§ **Saved entries**
==*==

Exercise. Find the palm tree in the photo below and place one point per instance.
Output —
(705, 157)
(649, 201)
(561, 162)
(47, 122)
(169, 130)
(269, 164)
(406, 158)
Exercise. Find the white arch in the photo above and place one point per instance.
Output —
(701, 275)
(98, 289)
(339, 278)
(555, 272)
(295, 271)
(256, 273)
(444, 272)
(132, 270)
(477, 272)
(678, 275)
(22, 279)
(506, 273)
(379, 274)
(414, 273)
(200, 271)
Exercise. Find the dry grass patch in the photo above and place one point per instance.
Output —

==*==

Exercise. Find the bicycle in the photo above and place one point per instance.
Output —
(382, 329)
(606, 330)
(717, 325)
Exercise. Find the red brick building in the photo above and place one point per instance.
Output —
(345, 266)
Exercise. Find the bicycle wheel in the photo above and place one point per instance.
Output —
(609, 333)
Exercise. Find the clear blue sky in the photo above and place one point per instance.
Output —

==*==

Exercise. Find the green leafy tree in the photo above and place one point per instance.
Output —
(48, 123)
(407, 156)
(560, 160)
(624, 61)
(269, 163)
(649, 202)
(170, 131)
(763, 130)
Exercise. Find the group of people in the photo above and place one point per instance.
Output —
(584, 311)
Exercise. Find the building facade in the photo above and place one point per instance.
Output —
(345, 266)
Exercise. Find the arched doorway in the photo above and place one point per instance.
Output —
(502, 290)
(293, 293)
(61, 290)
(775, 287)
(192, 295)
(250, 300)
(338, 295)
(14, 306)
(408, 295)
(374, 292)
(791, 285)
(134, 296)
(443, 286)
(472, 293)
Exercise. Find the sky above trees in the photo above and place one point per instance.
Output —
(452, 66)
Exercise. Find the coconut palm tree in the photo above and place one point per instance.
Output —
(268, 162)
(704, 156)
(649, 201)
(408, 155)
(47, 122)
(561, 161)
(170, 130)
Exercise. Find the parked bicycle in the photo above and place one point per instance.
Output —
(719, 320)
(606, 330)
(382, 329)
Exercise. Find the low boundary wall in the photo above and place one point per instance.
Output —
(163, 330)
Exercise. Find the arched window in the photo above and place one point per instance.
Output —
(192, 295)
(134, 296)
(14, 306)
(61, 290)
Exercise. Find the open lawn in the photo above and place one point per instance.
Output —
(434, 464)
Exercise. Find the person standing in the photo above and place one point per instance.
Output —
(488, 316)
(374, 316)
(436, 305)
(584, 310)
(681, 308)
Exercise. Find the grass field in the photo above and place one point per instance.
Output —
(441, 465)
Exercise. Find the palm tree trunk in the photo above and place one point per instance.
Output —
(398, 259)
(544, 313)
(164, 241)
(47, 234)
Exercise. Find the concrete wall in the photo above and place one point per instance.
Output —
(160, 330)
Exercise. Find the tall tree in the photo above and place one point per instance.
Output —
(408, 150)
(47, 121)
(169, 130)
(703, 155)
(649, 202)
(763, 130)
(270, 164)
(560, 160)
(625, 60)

==*==

§ **What you need to do**
Using the records above, determine how many lines hold the word "wall", and answer with that figure only.

§ **Result**
2